TASK PROMPT:
Rewrite the rows from the line containing "[point] every instance of the shadowed" through the end of the rows, both ends included, changing "shadowed forest area" to "dim forest area" and leaving everything else as it is.

[Begin DATA FOR PROCESSING]

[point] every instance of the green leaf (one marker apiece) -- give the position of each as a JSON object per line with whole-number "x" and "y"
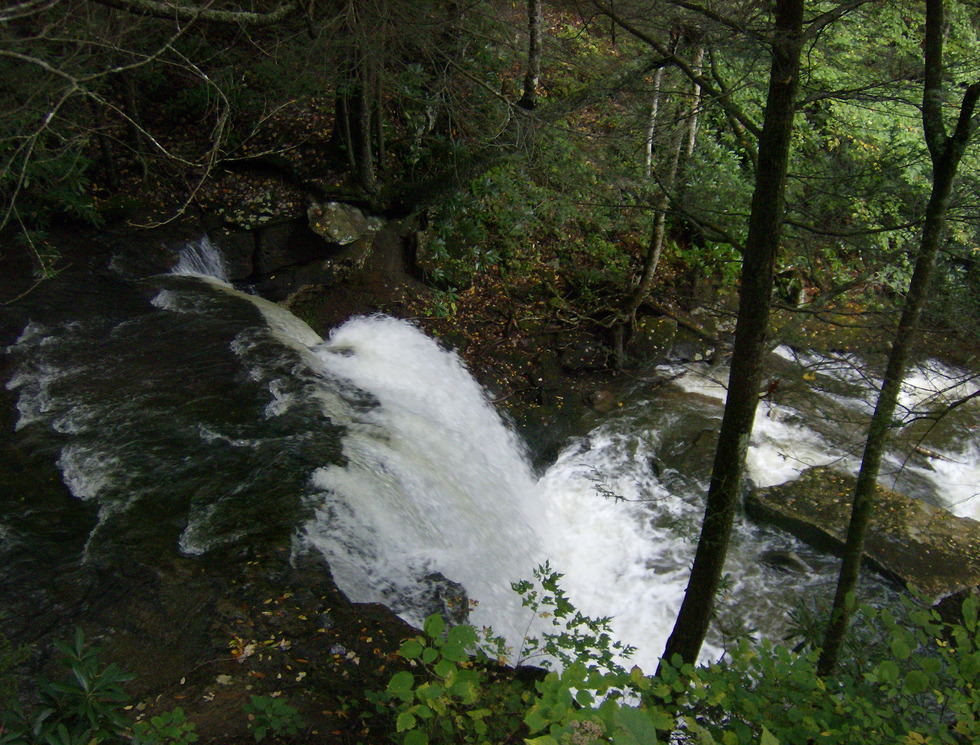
{"x": 900, "y": 649}
{"x": 416, "y": 737}
{"x": 411, "y": 649}
{"x": 406, "y": 721}
{"x": 888, "y": 671}
{"x": 445, "y": 668}
{"x": 434, "y": 626}
{"x": 401, "y": 685}
{"x": 633, "y": 727}
{"x": 916, "y": 682}
{"x": 969, "y": 611}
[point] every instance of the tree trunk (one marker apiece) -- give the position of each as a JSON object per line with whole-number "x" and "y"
{"x": 683, "y": 146}
{"x": 755, "y": 297}
{"x": 658, "y": 78}
{"x": 529, "y": 99}
{"x": 945, "y": 152}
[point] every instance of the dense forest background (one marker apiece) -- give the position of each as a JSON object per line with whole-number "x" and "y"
{"x": 605, "y": 160}
{"x": 618, "y": 138}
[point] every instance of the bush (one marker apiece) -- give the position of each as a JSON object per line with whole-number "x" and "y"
{"x": 918, "y": 688}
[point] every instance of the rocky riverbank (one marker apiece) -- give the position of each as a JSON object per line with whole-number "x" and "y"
{"x": 206, "y": 633}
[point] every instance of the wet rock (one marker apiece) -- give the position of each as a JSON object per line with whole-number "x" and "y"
{"x": 341, "y": 224}
{"x": 237, "y": 249}
{"x": 443, "y": 596}
{"x": 910, "y": 541}
{"x": 653, "y": 338}
{"x": 603, "y": 401}
{"x": 286, "y": 244}
{"x": 785, "y": 561}
{"x": 584, "y": 354}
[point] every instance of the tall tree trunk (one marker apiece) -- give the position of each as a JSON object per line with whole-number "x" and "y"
{"x": 946, "y": 153}
{"x": 658, "y": 79}
{"x": 683, "y": 146}
{"x": 529, "y": 99}
{"x": 755, "y": 297}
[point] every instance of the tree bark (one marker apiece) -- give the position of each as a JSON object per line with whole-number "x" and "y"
{"x": 683, "y": 148}
{"x": 658, "y": 78}
{"x": 529, "y": 99}
{"x": 175, "y": 11}
{"x": 946, "y": 152}
{"x": 755, "y": 297}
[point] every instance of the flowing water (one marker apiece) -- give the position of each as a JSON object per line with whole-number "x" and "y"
{"x": 184, "y": 415}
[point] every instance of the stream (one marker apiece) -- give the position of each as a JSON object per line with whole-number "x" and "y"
{"x": 180, "y": 415}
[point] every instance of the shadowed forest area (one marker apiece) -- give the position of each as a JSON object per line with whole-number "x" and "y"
{"x": 757, "y": 173}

[End DATA FOR PROCESSING]

TASK OUTPUT:
[point] every instance of the dim forest area (one marker apiece) -- give the position of each as a JSON object per line with whole-number "x" and "y"
{"x": 757, "y": 173}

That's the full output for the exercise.